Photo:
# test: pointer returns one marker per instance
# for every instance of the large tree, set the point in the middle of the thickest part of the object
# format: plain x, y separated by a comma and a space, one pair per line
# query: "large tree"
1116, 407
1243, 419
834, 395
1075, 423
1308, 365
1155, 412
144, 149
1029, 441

Exercise task
Swap "large tree" for "tall tree" everywhere it occurs in the records above. Leave every other line and character unchanged.

Exercise solution
Photo:
# test: pointer returns one marker per instance
# for every instance of the tall tree, set the point in the middle of the thickest part of the object
# format: plain x, y separated by a comma and a space, one pair per line
# query: "tall tree"
1116, 407
1243, 419
834, 395
1075, 423
1308, 365
1155, 412
144, 149
1029, 441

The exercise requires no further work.